▸ Required task
Reproduce, line for line, the part of the records that opens with the line containing "Reviewer check: every instance of the weathered" and continues through the end of the records.

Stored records
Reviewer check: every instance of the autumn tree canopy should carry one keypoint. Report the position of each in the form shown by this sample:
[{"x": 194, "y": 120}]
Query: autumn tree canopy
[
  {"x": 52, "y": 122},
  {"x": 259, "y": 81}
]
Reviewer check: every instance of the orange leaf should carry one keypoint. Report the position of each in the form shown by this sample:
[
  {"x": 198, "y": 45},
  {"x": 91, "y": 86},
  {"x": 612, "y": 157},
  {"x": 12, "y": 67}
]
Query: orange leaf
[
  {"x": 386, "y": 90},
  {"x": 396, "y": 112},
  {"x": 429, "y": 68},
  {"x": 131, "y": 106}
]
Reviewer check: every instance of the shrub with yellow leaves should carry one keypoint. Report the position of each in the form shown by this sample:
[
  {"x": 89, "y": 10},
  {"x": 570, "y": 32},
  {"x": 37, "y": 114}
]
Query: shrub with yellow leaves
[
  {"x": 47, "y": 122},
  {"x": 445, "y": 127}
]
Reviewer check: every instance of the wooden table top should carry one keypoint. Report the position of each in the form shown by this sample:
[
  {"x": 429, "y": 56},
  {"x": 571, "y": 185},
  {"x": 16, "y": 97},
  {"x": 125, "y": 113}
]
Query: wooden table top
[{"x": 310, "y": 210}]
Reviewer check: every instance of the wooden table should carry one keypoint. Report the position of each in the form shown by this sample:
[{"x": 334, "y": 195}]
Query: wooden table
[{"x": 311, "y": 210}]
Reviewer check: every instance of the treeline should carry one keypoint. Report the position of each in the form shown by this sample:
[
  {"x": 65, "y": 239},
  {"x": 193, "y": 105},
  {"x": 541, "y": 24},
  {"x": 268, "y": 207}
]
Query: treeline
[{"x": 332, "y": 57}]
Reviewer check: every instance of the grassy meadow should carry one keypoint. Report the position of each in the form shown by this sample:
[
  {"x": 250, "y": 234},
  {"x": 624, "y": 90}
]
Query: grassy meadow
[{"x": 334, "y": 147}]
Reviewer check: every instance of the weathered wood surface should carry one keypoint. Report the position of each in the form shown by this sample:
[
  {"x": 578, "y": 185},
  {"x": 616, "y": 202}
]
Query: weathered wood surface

▸ Full answer
Reviewer check: every instance of the weathered wood surface should carry one keypoint. Report the position of each in the form shown by this sample:
[
  {"x": 578, "y": 185},
  {"x": 616, "y": 202}
]
Query: weathered wood surface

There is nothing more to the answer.